→ Complete the following:
**1)** Transcribe the passage of the ALS research appeal starting at "As 2021 comes" and ending at "on a ventilator.".
**2)** Write the next part of the ALS research appeal, picking up after its final sentence.

→ Document text:
● ● ● ●
As 2021 comes to a close, a generous donor has offered to match contributions to support research in laboratory with 3 dollars for every one dollar. Our team has spent the last 25 years trying to create new therapies for ALS patients. Once diagnosed, these patients face an inexorable decline that begins with mild weakness and ends with full body paralysis, sparing only the muscles that move the eyes. Despite being completely unable to move, they can feel everything, and their brains remain sharp. On average, patients can lose the ability to breath independently by three years from their diagnosis. Sadly, most choose hospice and death over further decline into dependence and paralysis on a ventilator.
Please join our fight to help these patients by selecting the “Hopes and Dreams ALS” account in the drop-down menu. The progress made with your donations gives the gift of hope of more dignity, more quality time with loved ones in the face of this terrible disease. Thank you.
Boulis Laboratory Updates:
The Boulis laboratory has developed a new way to administer the drug riluzole to patients. Riluzole is the only drug proven to slow progression to that moment of reconning where the patients must choose between hospice and a ventilator. However, on average, Riluzole only gives patient an extra three months and has unpleasant side effects on thinking and emotions that lead many patients to quit the drug. The new method of delivery can increase the amount of drug getting to the dying motor cells by tenfold and eliminates the side effects. Moreover, the new method can overcome the tolerance that undermines the protective effect of the drug as disease progresses. Dr. Boulis and his team feel that these improvements could change the 3-month survival benefit by a year. That means an extra year of time spent with loved ones with more quality time. WE HAVE ALREADY TREATED TWO ALS PATIENTS, and are working with the FDA to approve trials that will prove the safety and efficacy of the approach.
● ● ● ●
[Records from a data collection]
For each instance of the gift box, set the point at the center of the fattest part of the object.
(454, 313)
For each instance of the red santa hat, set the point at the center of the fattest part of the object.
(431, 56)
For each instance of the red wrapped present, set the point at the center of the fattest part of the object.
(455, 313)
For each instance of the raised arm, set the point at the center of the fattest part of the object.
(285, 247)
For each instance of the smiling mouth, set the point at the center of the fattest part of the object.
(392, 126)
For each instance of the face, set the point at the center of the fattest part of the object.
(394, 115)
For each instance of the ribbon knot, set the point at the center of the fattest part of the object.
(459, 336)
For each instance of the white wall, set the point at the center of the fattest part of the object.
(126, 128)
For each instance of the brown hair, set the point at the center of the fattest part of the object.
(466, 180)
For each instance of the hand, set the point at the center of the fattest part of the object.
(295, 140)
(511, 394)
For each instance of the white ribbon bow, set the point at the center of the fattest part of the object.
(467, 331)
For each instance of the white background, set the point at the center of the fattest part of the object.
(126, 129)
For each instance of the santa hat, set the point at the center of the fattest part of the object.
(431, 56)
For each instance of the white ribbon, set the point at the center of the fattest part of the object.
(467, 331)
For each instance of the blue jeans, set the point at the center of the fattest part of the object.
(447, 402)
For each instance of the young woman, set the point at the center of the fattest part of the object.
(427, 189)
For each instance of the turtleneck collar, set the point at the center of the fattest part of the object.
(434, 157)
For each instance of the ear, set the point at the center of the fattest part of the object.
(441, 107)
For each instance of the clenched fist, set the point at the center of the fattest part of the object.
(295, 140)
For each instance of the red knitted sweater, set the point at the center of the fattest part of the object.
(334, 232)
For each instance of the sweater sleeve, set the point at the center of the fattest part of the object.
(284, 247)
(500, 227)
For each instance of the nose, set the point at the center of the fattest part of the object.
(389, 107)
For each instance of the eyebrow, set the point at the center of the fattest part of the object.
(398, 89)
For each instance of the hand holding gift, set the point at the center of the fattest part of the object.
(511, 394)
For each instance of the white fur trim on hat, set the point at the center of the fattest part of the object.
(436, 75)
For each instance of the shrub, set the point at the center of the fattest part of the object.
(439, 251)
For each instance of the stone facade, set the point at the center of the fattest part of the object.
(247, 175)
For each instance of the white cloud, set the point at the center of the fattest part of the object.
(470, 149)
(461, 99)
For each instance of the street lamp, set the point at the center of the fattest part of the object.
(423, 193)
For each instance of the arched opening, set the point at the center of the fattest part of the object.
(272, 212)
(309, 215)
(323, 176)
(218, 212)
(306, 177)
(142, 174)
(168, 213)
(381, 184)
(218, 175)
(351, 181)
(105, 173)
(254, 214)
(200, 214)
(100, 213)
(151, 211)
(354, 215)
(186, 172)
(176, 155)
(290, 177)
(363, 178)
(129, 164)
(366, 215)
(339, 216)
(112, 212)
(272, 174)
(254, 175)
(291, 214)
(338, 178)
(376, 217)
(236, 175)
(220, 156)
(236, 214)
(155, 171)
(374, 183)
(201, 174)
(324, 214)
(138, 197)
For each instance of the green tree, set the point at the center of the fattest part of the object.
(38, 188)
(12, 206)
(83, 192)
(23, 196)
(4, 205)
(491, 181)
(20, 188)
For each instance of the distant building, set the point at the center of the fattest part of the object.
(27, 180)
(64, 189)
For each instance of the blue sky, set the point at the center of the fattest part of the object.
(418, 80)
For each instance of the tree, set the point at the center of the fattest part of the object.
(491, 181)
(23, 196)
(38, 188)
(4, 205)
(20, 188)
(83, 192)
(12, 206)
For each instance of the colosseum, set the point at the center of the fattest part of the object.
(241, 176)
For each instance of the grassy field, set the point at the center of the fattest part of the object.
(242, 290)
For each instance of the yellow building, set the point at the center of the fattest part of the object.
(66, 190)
● ● ● ●
→ Answers to the exercise:
**1)**
As 2021 comes to a close, a generous donor has offered to match contributions to support research in laboratory with 3 dollars for every one dollar. Our team has spent the last 25 years trying to create new therapies for ALS patients. Once diagnosed, these patients face an inexorable decline that begins with mild weakness and ends with full body paralysis, sparing only the muscles that move the eyes. Despite being completely unable to move, they can feel everything, and their brains remain sharp. On average, patients can lose the ability to breath independently by three years from their diagnosis. Sadly, most choose hospice and death over further decline into dependence and paralysis on a ventilator.

**2)**
In addition, we have also pioneered stem cell transplant into the spinal cord for ALS ten years ago and developed a new approach to the use of stem cells in ALS which may preserve the ability of these patients to breath for years. The laboratory has used the Nobel Prize winning method of Yamanaka (induced pluripotent stem cells: IPSCs) to make the motor neuron cells which die in ALS. By transplanting these cells into the nerve that patients use to breath close to the point where the nerve meets muscle, these neurons rapidly replace the lost innervation of the diaphragm. By stimulating these connections, the diaphragm can be activated allowing the patient to continue breathing. This method may ultimately allow ALS patients to go on breathing without a ventilator indefinitely.